= GIVEN REQUEST A =
According to the exam flashcards, which two components are present in every time series signal?

***** TEXT PASSAGE

Exam 3 Flashcards
What makes time series data different from what we have studied so far in this course?
This data has time or dates
What are the major components of a time-series Signal?
Level: Average value of the series
Trend: Increasing, decreasing, or static
Seasonality: Repetition in the data
Noise
What are the two models we can use to understand the major components?
multiplicative
additive
How do we choose between multiplicative and additive models?
When to use multiplicative model: when repetition changes over time
When to use additive model: when multiplicative model statement isn’t true
If a signal does not have seasonality, what should we expect to see in the graphs for the two models?
Additive = seasonality would be close to 0
Multiplicative = seasonality would be close to 1
Which components are present in all signals, and which are not guaranteed?
All series have level and noise, however trend and seasonality are not guaranteed
Why is kmeans considered unsupervised learning?
We do not know which group the data belongs to before clustering
The steps for Kmeans clustering
Step 1: Randomly select K observations as initial cluster centroids (center)
* Step 2: Use a distance (similarity) metric for assigning each observation to one of K clusters
* Step 3: Recalculate cluster centroid
(center)

**********
***** SUPPLIED RECORDS

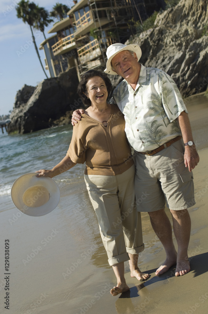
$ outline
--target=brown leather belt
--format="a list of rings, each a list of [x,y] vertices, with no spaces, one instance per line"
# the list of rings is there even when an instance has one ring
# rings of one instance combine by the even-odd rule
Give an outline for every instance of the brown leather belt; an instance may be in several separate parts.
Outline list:
[[[179,135],[178,136],[176,136],[174,138],[173,138],[173,139],[170,140],[169,142],[167,142],[167,143],[165,143],[164,144],[161,145],[161,146],[159,146],[157,148],[156,148],[155,149],[153,149],[153,150],[148,150],[147,152],[145,152],[144,153],[142,153],[141,152],[136,152],[140,154],[143,154],[143,155],[148,155],[149,156],[151,156],[152,155],[154,155],[155,154],[156,154],[157,153],[159,153],[161,150],[164,149],[164,148],[166,148],[166,147],[168,147],[169,146],[170,146],[171,144],[174,143],[175,142],[177,142],[177,141],[179,141],[181,138],[182,138],[182,137],[181,135]]]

**********

= GIVEN REQUEST B =
Count the lines in the records above that contain the word "list" and give only the number.

= OUTPUT A =
Level and noise.

= OUTPUT B =
3